> [CHALLENGE]
Write out every item below, character for character, changing nothing.

>> begin INFORMATION GIVEN

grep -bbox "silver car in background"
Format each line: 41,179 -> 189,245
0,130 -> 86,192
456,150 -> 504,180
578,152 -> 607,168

>> end INFORMATION GIVEN

> [WRITTEN RESPONSE]
grep -bbox "silver car in background"
Format each line: 41,179 -> 189,245
0,130 -> 86,192
456,150 -> 504,180
578,152 -> 607,168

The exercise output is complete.